▸ **Selected text**
Key idea

Modelling P(data) instead of P(label | data). Once you've learned the data distribution, you can sample new data, score the likelihood of new data, infill missing parts, or condition on side-information for controlled generation. Different families make different trade-offs between sample quality, likelihood, speed, and ease of training.

Compare the four major families on a simple 2D distribution — same data, very different generative behaviours

A simple 2D target distribution (a ring) shown four ways. Each family is good at different things. VAE — fast, blurry. GAN — sharp samples, mode collapse risk, no likelihood. Flow — exact likelihood, restricted architecture. Diffusion — high quality, slow sampling. Autoregressive — exact likelihood, sequential sampling.

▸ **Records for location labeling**
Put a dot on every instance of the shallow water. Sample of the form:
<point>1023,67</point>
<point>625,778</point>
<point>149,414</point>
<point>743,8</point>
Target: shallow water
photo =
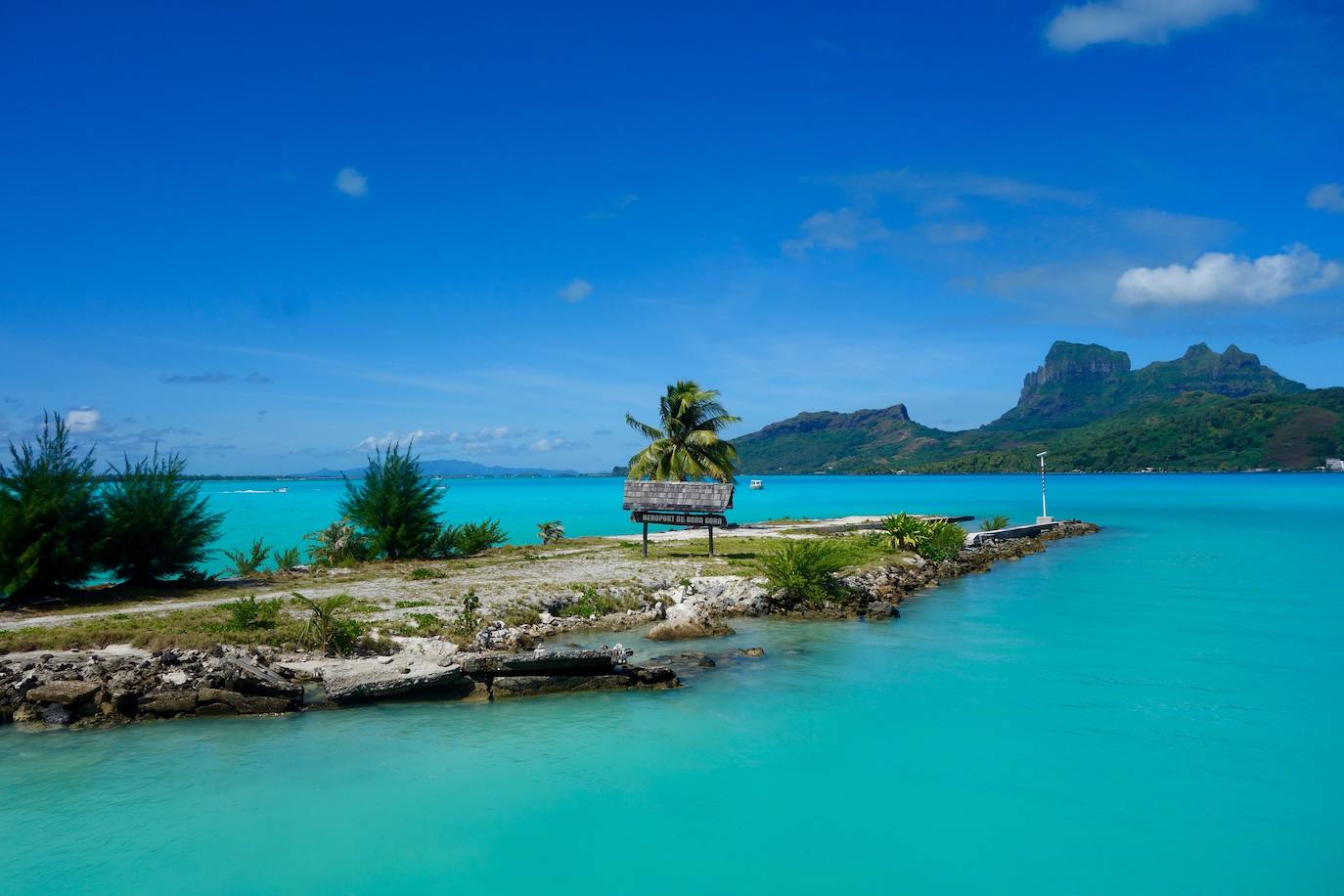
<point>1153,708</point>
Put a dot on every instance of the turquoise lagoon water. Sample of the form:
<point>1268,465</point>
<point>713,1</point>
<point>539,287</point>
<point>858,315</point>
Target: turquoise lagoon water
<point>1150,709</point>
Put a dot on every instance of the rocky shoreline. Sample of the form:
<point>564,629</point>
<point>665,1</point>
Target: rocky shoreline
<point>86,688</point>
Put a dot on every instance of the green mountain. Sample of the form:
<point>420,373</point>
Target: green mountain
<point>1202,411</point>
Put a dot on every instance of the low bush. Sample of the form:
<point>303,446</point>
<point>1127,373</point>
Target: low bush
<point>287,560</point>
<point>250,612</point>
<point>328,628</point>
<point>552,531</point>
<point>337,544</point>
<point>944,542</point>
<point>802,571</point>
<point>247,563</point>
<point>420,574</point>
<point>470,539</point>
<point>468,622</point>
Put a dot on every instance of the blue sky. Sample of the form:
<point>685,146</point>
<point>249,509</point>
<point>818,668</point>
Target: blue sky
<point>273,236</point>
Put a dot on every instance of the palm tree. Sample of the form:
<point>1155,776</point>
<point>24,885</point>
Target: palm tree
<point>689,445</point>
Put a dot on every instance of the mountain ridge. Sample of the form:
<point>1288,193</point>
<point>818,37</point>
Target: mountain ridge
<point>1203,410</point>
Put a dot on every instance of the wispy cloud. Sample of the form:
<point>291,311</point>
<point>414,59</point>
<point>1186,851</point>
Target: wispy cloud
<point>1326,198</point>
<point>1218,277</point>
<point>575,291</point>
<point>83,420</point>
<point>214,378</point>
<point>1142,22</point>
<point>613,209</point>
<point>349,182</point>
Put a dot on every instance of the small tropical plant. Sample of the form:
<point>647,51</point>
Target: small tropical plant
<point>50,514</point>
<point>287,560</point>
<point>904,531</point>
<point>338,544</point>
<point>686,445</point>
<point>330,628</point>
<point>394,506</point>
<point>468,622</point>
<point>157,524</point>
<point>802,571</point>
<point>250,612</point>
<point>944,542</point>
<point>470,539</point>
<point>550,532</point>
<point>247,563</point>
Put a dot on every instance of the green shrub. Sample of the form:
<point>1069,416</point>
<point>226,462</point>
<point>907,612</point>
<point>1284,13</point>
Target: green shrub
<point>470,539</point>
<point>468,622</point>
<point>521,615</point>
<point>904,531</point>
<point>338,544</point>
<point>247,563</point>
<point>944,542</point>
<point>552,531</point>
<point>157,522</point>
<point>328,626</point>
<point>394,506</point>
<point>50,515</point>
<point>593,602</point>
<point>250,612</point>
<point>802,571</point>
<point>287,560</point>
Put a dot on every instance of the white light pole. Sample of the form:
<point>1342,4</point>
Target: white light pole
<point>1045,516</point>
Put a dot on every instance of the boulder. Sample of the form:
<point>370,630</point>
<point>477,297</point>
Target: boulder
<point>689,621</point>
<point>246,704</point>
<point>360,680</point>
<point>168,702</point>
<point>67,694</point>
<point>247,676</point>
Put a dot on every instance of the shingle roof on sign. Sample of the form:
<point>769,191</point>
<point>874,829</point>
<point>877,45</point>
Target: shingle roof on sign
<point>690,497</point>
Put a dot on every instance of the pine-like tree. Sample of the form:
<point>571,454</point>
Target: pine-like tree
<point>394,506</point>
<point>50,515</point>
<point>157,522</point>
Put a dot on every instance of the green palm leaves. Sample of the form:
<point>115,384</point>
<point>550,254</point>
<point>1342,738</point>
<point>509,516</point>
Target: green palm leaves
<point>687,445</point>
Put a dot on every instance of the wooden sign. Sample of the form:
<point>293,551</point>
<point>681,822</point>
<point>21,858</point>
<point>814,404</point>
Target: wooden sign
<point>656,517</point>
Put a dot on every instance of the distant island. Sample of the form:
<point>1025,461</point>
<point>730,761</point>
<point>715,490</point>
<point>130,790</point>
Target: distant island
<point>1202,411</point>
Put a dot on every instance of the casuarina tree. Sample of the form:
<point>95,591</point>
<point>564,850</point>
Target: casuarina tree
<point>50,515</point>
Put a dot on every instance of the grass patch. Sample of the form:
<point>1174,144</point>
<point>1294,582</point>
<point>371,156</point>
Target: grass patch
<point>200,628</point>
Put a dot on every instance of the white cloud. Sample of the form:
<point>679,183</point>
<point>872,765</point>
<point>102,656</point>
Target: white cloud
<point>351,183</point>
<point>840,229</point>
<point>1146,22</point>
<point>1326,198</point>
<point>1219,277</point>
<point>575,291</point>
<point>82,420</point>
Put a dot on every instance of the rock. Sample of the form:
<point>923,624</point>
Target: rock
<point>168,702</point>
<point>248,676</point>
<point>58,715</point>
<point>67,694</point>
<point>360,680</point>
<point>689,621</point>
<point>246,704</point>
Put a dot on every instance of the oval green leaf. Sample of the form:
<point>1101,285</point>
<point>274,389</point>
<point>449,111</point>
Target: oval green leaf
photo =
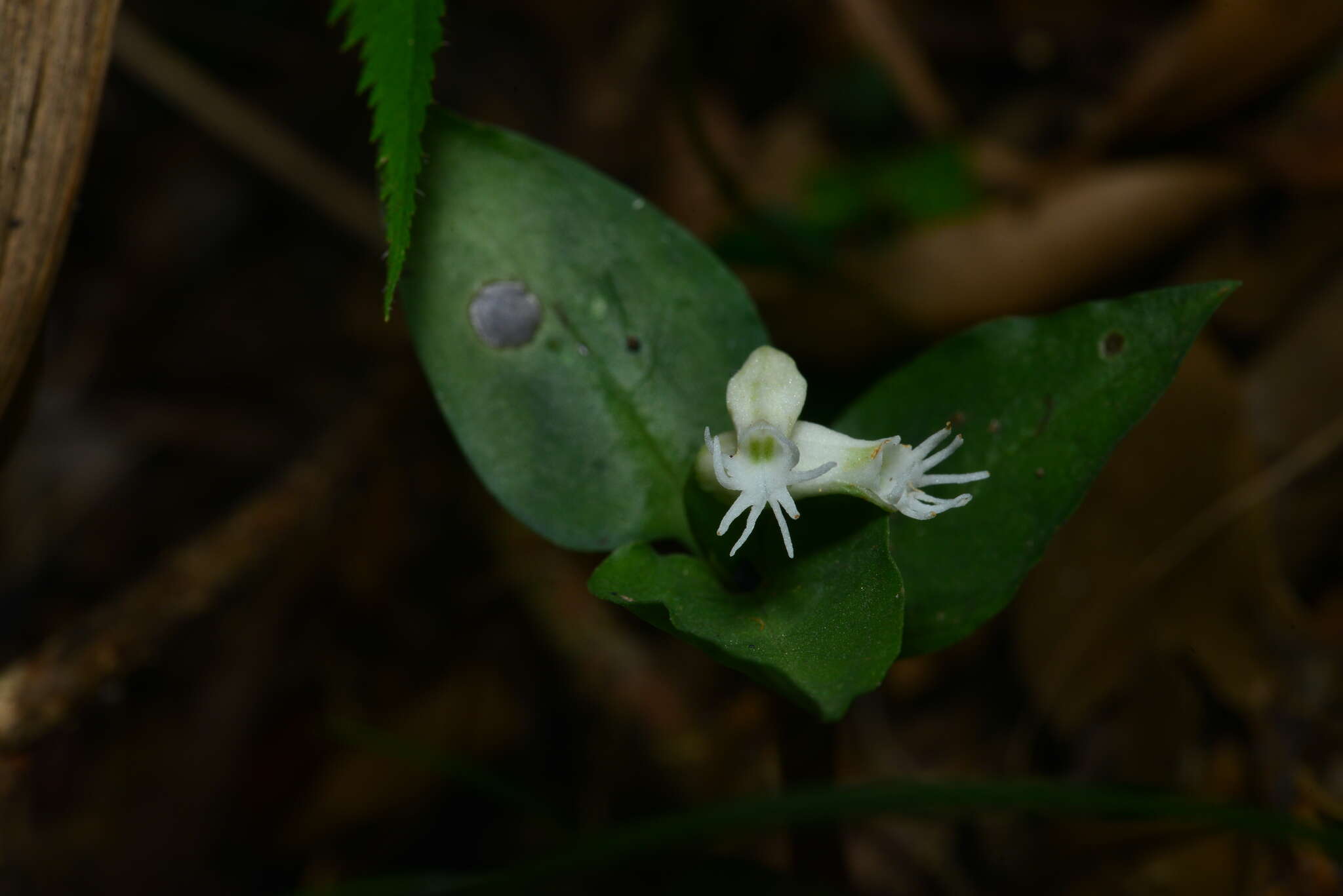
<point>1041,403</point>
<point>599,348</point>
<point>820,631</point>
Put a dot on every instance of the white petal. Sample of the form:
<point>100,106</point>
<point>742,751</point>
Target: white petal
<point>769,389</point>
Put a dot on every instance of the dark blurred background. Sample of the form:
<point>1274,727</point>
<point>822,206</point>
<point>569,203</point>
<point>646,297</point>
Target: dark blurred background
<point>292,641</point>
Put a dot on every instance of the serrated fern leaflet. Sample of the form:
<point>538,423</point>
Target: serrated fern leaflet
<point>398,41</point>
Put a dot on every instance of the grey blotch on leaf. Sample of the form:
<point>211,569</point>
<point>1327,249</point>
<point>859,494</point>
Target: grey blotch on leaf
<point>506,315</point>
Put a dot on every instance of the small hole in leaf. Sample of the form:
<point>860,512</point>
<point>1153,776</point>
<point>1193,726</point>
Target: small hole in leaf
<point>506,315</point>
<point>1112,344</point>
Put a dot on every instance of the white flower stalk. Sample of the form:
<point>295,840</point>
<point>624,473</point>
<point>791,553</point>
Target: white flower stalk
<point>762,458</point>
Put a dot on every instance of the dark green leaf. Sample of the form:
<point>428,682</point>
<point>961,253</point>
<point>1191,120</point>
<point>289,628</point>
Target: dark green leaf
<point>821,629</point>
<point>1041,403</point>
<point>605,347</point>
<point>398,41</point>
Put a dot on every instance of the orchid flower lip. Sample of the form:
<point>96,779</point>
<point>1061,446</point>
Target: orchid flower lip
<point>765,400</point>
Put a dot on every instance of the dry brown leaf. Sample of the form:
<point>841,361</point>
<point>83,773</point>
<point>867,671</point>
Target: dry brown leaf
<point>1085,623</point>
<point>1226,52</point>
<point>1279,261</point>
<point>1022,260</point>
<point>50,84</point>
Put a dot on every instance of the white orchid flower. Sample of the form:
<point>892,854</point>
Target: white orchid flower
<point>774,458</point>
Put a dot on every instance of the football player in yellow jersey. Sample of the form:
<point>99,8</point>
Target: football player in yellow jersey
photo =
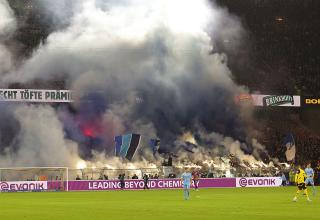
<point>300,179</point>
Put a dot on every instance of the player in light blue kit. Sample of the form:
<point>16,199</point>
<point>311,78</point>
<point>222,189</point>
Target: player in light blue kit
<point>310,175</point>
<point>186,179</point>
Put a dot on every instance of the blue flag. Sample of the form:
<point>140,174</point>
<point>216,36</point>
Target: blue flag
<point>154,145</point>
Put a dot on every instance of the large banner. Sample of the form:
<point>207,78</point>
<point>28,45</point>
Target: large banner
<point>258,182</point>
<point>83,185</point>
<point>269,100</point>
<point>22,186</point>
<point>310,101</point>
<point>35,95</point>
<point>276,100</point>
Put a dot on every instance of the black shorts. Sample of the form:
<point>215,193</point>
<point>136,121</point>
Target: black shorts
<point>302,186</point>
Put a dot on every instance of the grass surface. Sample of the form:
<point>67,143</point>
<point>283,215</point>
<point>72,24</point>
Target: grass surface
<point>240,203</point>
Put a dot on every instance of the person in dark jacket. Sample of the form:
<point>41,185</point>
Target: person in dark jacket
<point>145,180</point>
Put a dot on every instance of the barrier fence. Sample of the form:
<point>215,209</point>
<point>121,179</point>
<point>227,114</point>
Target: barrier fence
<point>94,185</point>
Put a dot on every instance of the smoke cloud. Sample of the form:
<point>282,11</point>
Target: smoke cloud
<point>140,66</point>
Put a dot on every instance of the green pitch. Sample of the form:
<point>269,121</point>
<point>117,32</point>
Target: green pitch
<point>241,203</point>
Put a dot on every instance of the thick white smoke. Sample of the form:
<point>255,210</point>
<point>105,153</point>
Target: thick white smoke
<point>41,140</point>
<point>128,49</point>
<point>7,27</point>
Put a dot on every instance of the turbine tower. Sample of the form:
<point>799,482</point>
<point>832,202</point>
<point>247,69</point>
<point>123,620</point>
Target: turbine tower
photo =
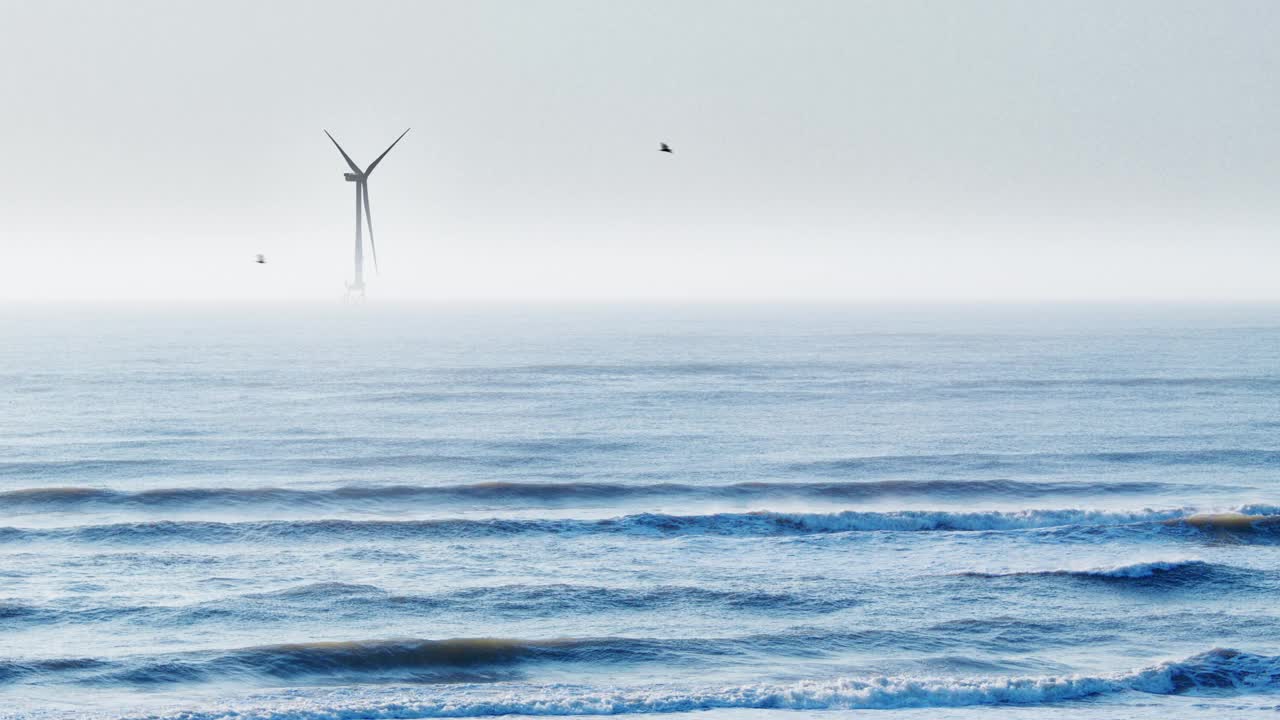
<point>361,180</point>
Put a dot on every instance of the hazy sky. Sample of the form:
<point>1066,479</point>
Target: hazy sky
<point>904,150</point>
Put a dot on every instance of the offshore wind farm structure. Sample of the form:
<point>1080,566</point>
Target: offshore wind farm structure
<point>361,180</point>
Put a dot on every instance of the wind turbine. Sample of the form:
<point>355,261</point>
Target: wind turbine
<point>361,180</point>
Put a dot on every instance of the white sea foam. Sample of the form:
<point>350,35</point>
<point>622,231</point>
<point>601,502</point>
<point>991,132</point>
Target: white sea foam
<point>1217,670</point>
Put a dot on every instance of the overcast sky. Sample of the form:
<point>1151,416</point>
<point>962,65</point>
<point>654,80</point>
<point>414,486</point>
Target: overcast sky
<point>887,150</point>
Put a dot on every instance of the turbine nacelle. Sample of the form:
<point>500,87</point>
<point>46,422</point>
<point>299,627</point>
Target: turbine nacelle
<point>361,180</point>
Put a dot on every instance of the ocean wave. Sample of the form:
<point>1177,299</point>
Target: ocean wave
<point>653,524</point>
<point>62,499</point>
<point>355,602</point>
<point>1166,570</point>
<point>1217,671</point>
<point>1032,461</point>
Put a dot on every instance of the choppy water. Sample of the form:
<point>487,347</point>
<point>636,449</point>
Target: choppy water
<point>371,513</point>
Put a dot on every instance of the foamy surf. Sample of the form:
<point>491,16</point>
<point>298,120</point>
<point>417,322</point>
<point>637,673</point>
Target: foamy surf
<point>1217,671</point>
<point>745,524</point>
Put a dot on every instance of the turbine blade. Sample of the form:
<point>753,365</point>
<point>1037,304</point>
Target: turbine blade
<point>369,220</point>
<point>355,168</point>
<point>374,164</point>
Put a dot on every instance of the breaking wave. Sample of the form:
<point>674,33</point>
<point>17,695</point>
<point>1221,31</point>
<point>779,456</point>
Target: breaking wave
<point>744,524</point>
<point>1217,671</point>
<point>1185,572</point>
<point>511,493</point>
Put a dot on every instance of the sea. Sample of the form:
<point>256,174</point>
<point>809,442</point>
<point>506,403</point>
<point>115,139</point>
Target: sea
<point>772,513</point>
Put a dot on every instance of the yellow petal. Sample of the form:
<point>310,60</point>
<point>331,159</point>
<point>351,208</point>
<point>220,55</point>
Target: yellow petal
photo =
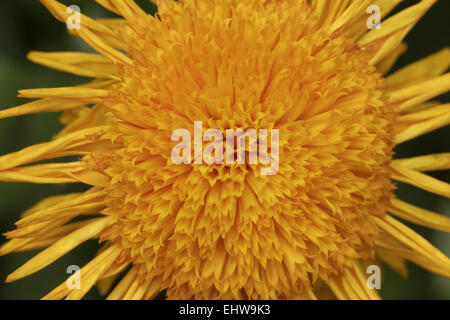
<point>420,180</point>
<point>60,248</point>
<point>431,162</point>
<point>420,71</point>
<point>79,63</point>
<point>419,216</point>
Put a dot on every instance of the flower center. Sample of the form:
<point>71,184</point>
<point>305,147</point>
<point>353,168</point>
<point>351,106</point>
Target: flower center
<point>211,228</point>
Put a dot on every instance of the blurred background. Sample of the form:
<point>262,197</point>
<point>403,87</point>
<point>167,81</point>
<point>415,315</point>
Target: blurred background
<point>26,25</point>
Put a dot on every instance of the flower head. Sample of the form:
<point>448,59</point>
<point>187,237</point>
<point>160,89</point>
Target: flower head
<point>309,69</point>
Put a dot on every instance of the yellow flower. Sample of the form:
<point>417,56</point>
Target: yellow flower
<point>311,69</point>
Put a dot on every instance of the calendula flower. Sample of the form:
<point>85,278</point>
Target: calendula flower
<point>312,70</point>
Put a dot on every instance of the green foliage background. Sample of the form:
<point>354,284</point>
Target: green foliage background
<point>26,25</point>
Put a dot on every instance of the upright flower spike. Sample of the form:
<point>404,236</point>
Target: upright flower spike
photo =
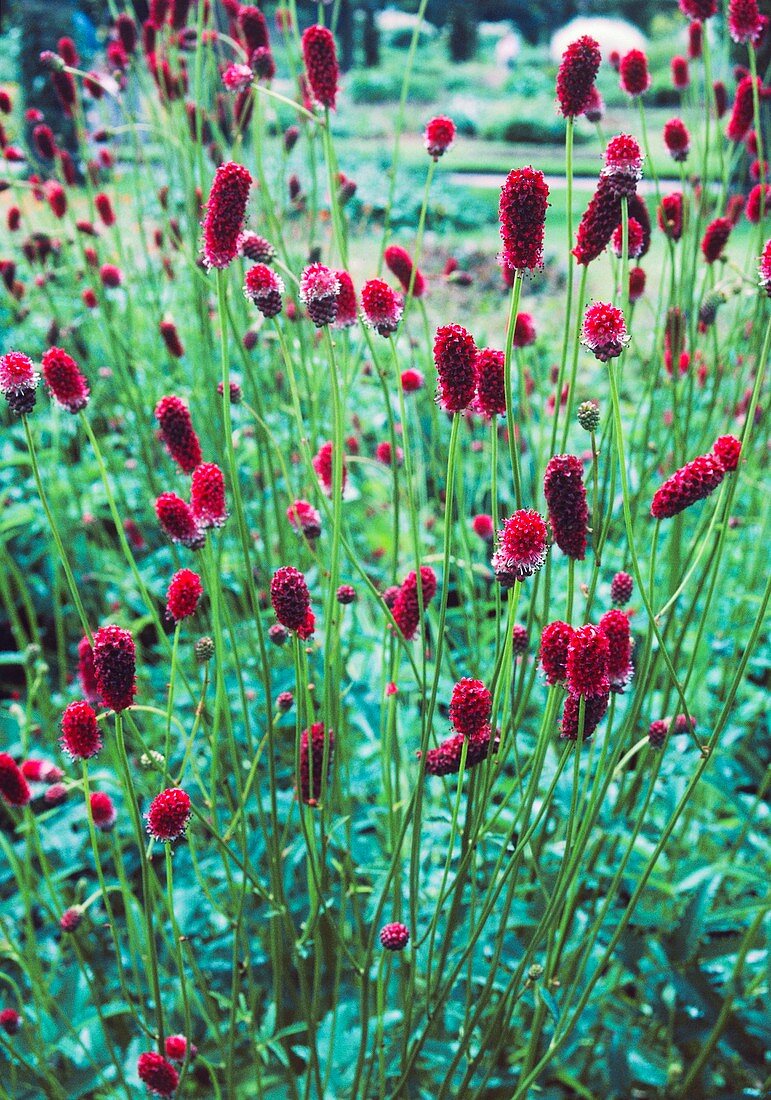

▸ **To-do list**
A - In the text on generative model families, which family produces sharp samples but carries a risk of mode collapse?
B - Copy out the part of the text on generative model families that opens with the words containing "Compare the four" and closes with "likelihood, sequential sampling.".

▸ **Expected outputs**
A - GAN.

B -
Compare the four major families on a simple 2D distribution — same data, very different generative behaviours

A simple 2D target distribution (a ring) shown four ways. Each family is good at different things. VAE — fast, blurry. GAN — sharp samples, mode collapse risk, no likelihood. Flow — exact likelihood, restricted architecture. Diffusion — high quality, slow sampling. Autoregressive — exact likelihood, sequential sampling.